• _What to do_:
Copy all of the records below verbatim.

Referring expression data
==*==

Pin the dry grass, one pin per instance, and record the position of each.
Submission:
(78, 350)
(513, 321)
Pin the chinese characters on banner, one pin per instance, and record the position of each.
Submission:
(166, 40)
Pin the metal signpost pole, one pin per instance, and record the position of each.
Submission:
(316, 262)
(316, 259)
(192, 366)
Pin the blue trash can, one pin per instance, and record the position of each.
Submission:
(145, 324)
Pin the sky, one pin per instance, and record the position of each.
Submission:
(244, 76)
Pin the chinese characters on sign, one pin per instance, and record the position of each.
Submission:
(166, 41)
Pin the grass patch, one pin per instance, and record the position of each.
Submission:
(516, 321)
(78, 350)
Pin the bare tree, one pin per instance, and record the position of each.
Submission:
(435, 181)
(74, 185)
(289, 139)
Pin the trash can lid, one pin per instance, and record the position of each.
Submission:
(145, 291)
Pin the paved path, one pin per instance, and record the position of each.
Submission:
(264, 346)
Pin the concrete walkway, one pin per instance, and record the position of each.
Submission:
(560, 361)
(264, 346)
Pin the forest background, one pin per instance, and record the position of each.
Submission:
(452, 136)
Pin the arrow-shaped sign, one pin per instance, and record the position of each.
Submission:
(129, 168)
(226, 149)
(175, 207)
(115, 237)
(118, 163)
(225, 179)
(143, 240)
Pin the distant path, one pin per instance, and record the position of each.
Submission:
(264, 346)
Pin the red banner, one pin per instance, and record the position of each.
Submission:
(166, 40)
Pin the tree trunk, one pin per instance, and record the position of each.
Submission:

==*==

• _Result for this exercise_:
Pin the dry grass, one pin per instance, and record the position of each.
Submission:
(78, 350)
(513, 321)
Pin the chinese characters on banner, one pin per instance, and record the position of each.
Submission:
(166, 40)
Pin the metal signpost pole, one pin per instance, and record the position of each.
Submission:
(316, 262)
(316, 259)
(192, 366)
Pin the blue trash can, one pin per instance, and record the position of each.
Submission:
(145, 324)
Pin the sky, one pin per instance, and record the position of each.
Submission:
(244, 76)
Pin the chinese characters on sign, one pin per instance, and record the position of each.
Submission:
(166, 41)
Pin the grass patch, one pin per instance, and record the position of each.
Submission:
(516, 321)
(78, 350)
Pin the bare tree, one pin per instance, and record the position of each.
Submission:
(435, 181)
(74, 185)
(289, 139)
Pin the trash can lid, one pin per instance, and record the position of each.
Submission:
(145, 291)
Pin the paved path, one pin per instance, and record the position of each.
Submission:
(264, 346)
Pin the concrete walkway, one pin per instance, and record the position of each.
Submission:
(560, 361)
(264, 346)
Pin the forest background, one pin per instance, and record the position of each.
Submission:
(452, 136)
Pin the arrow-shaped sign, one pin per instance, and record the position of each.
Submission:
(129, 168)
(226, 149)
(175, 207)
(115, 237)
(118, 163)
(225, 179)
(143, 240)
Pin the distant path, one pin per instance, and record the position of each.
Submission:
(264, 346)
Pin the red banner, one pin per instance, and record the position of each.
Submission:
(166, 40)
Pin the tree trunk, one pin per instance, and record the position of each.
Submission:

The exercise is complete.